## PROVIDED TEXT
--- --- ---
Illustration screen shots for GWAS Integrator. (a) Display of the GWAS hits related to breast cancer. (b) Display of SNP proxies of the variants related breast cancer. (c) Display of dynamically-generated SNP and candidate gene UCSC custom tracks related to breast cancer. (d) Display of GWAS hits from proxy SNPs of GWAS hits related to breast cancer. (e) Display of all genes that fall into the region around the selected GWAS hits related to breast cancer.

Data mining capacity

A series of data mining capacities can be used to further explore search results.

Variant->proxy function

This function provides information on SNP proxies related to the variants (SNP) of the selected GWAS hits. Users can define configuration parameters for proxy SNP retrieval, such as the HapMap release version, HapMap population, and r2 cutoff (Figure 1b).

Variant->UCSC function

This function dynamically creates an SNP custom track to display selected GWAS hits in the UCSC Genome Browser. Users can select the SNP to center the display in the UCSC Genome Browser using a dropdown menu, which lists all the rs numbers for the selected GWAS hits. The ‘Window Size’ field defines the display range around the centered SNP in the UCSC Genome Browser; for example, when 500 kb is specified in the Window Size field, the UCSC Genome Browser will display 250 kb on each side of the centered SNP. Users can also include proxy SNPs in the SNP custom track, or create a separate custom track for genes indexed in the HuGE literature database related to the query (Figure 1c).
--- --- ---
## ENTRIES SUPPLIED
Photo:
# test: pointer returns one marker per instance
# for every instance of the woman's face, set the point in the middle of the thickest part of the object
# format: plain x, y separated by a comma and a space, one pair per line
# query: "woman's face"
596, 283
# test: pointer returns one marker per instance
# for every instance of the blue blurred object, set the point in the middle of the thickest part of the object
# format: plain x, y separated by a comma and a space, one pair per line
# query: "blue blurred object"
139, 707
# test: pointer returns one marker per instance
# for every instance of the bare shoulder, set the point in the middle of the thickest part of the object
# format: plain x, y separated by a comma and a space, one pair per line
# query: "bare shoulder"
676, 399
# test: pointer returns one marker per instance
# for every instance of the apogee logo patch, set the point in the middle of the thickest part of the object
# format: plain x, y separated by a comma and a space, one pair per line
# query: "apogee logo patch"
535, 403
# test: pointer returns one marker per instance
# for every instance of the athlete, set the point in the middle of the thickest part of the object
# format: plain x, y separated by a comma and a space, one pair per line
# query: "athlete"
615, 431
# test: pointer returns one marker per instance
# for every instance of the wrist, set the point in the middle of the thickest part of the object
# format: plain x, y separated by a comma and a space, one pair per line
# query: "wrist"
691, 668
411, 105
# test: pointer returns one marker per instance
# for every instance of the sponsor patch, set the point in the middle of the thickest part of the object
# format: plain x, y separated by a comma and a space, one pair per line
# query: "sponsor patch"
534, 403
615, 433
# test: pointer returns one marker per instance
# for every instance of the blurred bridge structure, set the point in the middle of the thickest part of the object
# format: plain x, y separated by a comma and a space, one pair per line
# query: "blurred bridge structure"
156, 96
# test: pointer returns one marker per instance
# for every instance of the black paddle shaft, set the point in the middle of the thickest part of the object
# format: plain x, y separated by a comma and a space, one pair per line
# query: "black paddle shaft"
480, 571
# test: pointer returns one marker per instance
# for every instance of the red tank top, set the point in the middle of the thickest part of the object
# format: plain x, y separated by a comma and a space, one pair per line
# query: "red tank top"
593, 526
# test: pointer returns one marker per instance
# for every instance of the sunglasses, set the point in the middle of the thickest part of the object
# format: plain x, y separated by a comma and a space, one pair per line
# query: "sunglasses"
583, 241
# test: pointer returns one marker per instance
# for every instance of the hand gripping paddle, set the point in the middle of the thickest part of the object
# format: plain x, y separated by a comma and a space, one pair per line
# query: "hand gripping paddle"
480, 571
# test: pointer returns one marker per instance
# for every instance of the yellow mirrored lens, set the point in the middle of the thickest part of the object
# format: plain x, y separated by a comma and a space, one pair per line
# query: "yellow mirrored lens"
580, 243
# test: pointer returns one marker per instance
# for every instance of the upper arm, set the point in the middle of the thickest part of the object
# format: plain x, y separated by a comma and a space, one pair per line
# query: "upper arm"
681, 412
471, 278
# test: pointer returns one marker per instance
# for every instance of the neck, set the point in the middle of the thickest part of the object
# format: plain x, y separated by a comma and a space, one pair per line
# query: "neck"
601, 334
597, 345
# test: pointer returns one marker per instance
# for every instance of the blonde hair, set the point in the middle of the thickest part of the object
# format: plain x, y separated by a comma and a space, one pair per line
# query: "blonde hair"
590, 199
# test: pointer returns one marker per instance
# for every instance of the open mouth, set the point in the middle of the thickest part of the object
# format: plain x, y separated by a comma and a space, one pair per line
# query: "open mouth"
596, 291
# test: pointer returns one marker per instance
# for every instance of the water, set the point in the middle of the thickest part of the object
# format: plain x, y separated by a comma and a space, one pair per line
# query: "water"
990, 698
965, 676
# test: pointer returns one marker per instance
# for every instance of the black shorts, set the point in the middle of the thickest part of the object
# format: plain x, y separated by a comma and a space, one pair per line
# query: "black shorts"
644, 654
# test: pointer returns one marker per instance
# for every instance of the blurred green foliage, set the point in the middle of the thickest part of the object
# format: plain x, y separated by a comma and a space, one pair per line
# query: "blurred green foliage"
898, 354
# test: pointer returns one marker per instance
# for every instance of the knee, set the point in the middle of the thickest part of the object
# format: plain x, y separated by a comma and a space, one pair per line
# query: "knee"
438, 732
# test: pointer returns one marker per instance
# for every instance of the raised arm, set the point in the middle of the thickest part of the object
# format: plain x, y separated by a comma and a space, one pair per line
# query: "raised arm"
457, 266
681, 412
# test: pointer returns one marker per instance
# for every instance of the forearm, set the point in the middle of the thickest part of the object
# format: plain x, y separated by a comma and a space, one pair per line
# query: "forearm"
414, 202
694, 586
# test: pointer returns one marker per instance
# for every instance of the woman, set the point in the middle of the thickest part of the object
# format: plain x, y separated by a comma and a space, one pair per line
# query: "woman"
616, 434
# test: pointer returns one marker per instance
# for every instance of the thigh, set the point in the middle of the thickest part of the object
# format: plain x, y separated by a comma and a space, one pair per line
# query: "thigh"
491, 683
--- --- ---
## WHAT THIS EXERCISE ASKS
a) In the GWAS Integrator text, how much does the UCSC Genome Browser display on each side of the centered SNP when 500 kb is entered in the Window Size field?
b) List every configuration parameter for proxy SNP retrieval that the GWAS Integrator text names.

## SOLVED PROBLEMS
a) 250 kb on each side of the centered SNP.

b) HapMap release version, HapMap population, r2 cutoff